■ **Excerto fornecido**:
Não te apoquentas com as gentes apavoradas com se preparam para a tua chegada. Por mais que se habituem às tuas sazonais manifestações iracundas, sobressaltam-se quando o filtro do radar pressagia a tua ancoragem. Cresces desde o oceano. O teu nutriente são as suas tépidas águas, de onde se avivam nuvens ao início alvas, entretanto escurecidas com o volume de mar haurido. Abeiras-te de terra firme, onde já ninguém te espera sem contar. É o teu íman, a terra firme: cresces, medonho, quando farejas o odor da terra, dos edifícios, dos campos cultivados, da gente que se consome em suor destilado sob a batuta da humidade tropical.
Quando pões um pé em terra firme, parece que te vingas pelo desligamento marítimo. Selas a vingança pelo vómito da água do mar que foste bebendo na tua encolerizada trajetória. Para redobrar a malícia, sopras o vento furioso que aplaca os demónios interiores em que te debates. Tanta, e irada, é a ventania que ninguém se atreve a vir à rua. Há telhados em desgovernadas coreografias aterrando no meio do jardim onde jazem ramos, folhas, árvores depostas. Casas que perderam privacidade, esventradas pelas manápulas indecentes da tua passagem.
E tu, do alto da tua sobranceria, ris desalmadamente como se não houvesse amanhã. Mandas os elementos adormecer a sua fúria. O mal já estava feito. Quando o sol se recompôs, tu ainda estavas (mas escondido) a apreciar as gentes de mãos à cabeça na ladainha da reconstrução. Um pouco sórdido, talvez.

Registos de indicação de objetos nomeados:
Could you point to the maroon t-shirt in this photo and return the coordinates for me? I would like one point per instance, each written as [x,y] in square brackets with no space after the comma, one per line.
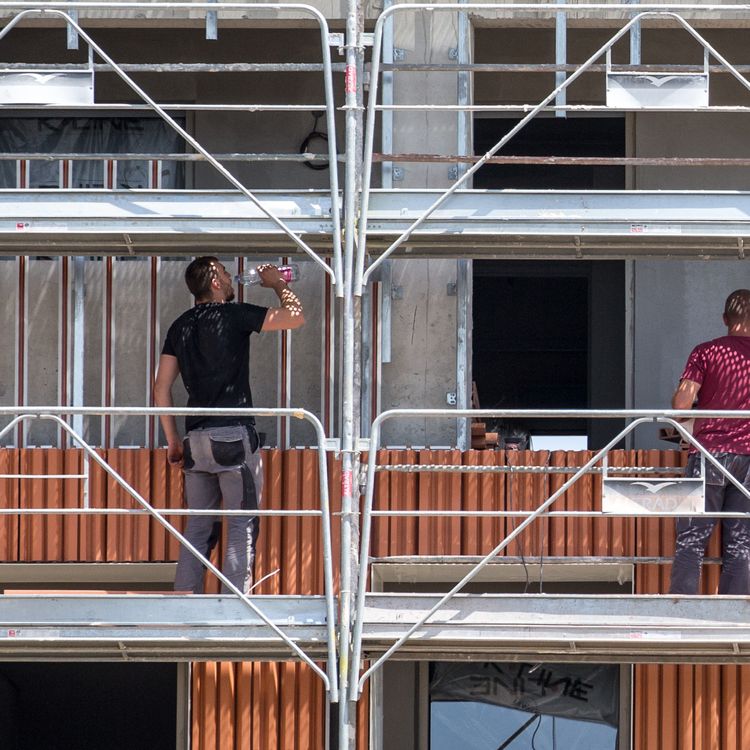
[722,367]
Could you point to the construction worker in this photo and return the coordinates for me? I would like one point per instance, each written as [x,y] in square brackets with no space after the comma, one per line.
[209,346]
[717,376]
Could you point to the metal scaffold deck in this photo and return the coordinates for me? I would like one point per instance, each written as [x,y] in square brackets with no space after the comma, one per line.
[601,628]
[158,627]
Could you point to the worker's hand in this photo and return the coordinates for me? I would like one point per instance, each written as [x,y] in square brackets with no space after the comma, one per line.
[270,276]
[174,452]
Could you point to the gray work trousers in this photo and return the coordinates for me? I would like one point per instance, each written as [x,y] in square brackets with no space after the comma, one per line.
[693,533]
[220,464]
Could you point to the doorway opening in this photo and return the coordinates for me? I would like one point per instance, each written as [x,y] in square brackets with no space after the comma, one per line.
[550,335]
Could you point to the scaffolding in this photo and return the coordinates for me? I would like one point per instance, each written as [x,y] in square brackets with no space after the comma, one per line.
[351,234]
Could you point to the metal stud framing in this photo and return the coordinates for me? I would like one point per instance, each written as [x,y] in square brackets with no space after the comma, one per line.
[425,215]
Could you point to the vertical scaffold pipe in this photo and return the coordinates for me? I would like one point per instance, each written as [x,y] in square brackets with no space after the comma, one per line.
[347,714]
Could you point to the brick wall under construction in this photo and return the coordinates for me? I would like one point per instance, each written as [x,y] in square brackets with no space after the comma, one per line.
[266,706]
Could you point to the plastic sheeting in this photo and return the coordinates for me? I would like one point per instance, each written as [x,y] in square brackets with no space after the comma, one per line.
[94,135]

■ **Ações a realizar**:
A - Segundo o excerto, qual é o nutriente daquele a quem o texto se dirige?
B - Transcreva o trecho do excerto que se inicia com as palavras que contêm "E tu, do alto" e se encerra em "pouco sórdido, talvez.".
Os registos não têm qualquer relação com o excerto.

■ **Em resposta**:
A - São as tépidas águas do oceano.

B -
E tu, do alto da tua sobranceria, ris desalmadamente como se não houvesse amanhã. Mandas os elementos adormecer a sua fúria. O mal já estava feito. Quando o sol se recompôs, tu ainda estavas (mas escondido) a apreciar as gentes de mãos à cabeça na ladainha da reconstrução. Um pouco sórdido, talvez.